Rewrite the lines below as a Markdown table with the columns Row and Line, giving each line its row number and skipping any blank lines.

===== Given records

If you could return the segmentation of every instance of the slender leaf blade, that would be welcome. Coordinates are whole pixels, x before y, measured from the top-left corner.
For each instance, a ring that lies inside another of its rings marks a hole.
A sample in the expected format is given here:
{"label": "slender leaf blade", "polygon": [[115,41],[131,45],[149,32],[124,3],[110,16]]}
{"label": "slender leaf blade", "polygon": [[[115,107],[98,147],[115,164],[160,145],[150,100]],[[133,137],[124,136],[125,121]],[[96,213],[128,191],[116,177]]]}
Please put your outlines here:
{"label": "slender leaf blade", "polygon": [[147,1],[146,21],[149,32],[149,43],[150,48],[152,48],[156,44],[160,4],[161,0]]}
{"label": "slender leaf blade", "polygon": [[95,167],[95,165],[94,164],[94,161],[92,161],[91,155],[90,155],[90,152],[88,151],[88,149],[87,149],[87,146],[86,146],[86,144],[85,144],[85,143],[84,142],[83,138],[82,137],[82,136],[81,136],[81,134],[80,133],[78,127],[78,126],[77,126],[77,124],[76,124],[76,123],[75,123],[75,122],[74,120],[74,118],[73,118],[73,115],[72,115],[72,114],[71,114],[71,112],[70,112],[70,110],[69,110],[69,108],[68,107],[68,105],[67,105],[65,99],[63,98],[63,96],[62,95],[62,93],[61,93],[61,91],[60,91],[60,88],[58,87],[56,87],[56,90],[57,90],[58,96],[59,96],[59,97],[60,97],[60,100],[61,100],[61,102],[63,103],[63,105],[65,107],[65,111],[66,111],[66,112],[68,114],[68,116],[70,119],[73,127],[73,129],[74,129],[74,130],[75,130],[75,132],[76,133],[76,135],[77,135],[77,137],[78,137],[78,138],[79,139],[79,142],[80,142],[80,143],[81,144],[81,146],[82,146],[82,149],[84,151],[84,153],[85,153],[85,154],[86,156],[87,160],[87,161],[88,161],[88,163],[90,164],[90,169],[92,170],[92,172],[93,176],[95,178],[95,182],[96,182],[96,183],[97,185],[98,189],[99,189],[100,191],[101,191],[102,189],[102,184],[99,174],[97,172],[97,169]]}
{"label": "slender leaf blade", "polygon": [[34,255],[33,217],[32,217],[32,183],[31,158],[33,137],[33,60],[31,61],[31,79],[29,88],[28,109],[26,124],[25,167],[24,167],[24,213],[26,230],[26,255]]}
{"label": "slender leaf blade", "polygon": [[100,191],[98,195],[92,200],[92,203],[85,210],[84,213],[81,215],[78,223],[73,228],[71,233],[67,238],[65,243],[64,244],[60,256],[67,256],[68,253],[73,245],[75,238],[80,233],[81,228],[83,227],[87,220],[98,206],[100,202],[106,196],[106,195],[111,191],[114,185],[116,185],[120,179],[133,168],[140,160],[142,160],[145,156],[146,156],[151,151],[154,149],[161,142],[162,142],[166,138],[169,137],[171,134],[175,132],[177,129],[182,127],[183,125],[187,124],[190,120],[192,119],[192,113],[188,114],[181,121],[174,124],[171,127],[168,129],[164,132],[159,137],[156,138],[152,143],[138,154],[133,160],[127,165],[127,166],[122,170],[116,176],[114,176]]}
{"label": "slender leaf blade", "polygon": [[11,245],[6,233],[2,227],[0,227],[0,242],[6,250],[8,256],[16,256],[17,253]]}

==========

Answer:
| Row | Line |
|---|---|
| 1 | If you could return the segmentation of every instance of the slender leaf blade, that would be welcome. Coordinates are whole pixels, x before y, measured from the top-left corner. |
| 2 | For each instance, a ring that lies inside another of its rings marks a hole. |
| 3 | A sample in the expected format is given here: |
| 4 | {"label": "slender leaf blade", "polygon": [[115,41],[131,45],[149,32],[124,3],[110,16]]} |
| 5 | {"label": "slender leaf blade", "polygon": [[[115,107],[98,147],[115,164],[160,145],[150,100]],[[133,137],[124,136],[125,121]],[[96,213],[128,191],[116,177]]]} |
| 6 | Please put your outlines here: |
| 7 | {"label": "slender leaf blade", "polygon": [[147,1],[146,21],[149,32],[149,43],[150,48],[152,48],[156,44],[160,4],[161,0]]} |
| 8 | {"label": "slender leaf blade", "polygon": [[95,167],[95,165],[94,164],[94,161],[92,161],[91,155],[90,155],[90,152],[88,151],[88,149],[87,149],[87,146],[86,146],[86,144],[85,144],[85,143],[84,142],[83,138],[82,137],[82,136],[81,136],[81,134],[80,133],[78,127],[78,126],[77,126],[77,124],[76,124],[76,123],[75,123],[75,122],[74,120],[74,118],[73,118],[73,115],[72,115],[72,114],[71,114],[71,112],[70,112],[70,110],[69,110],[69,108],[68,107],[68,105],[67,105],[65,99],[63,98],[63,96],[62,95],[62,93],[61,93],[61,91],[60,91],[60,88],[58,87],[56,87],[56,90],[57,90],[58,96],[59,96],[59,97],[60,97],[60,100],[61,100],[61,102],[63,103],[63,105],[65,107],[65,111],[66,111],[66,112],[68,114],[68,116],[70,119],[73,127],[73,129],[74,129],[74,130],[75,130],[75,132],[76,133],[76,135],[77,135],[77,137],[78,137],[78,138],[79,139],[79,142],[80,142],[80,143],[81,144],[81,146],[82,146],[82,149],[84,151],[84,153],[85,153],[85,154],[86,156],[87,160],[87,161],[88,161],[88,163],[90,164],[90,169],[92,170],[92,172],[93,176],[95,178],[95,182],[96,182],[96,183],[97,185],[98,189],[99,189],[100,191],[101,191],[102,189],[102,184],[99,174],[97,172],[97,169]]} |
| 9 | {"label": "slender leaf blade", "polygon": [[34,255],[33,217],[32,217],[32,183],[31,158],[33,137],[33,60],[31,61],[31,79],[29,88],[28,109],[26,124],[25,167],[24,167],[24,213],[26,230],[26,255]]} |
| 10 | {"label": "slender leaf blade", "polygon": [[100,191],[98,195],[92,200],[92,203],[85,210],[84,213],[81,215],[78,223],[73,228],[71,233],[67,238],[65,243],[64,244],[60,256],[67,256],[68,253],[73,245],[75,238],[80,233],[81,228],[83,227],[87,220],[98,206],[100,202],[106,196],[106,195],[111,191],[114,185],[116,185],[120,179],[133,168],[140,160],[142,160],[145,156],[146,156],[151,151],[154,149],[161,142],[162,142],[166,138],[169,137],[171,134],[175,132],[177,129],[182,127],[183,125],[187,124],[190,120],[192,119],[192,113],[188,114],[181,121],[174,124],[171,127],[168,129],[164,132],[159,137],[156,138],[152,143],[138,154],[133,160],[127,165],[127,166],[122,170],[116,176],[114,176]]} |
| 11 | {"label": "slender leaf blade", "polygon": [[11,245],[6,233],[2,227],[0,227],[0,242],[6,250],[8,256],[16,256],[17,253]]} |